Natural-language object grounding data:
· · · · · · ·

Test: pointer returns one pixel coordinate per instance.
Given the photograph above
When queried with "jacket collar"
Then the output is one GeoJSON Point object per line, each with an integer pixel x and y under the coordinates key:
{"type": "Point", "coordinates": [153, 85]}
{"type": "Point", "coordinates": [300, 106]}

· · · · · · ·

BRIEF: Your answer must be the line holding "Then the output" plus every later line to the end of the records, copied exactly.

RESPONSE FOR THIS EXERCISE:
Then the output is one GeoJSON Point object per line, each with an integer pixel x and y under the coordinates key:
{"type": "Point", "coordinates": [153, 85]}
{"type": "Point", "coordinates": [300, 106]}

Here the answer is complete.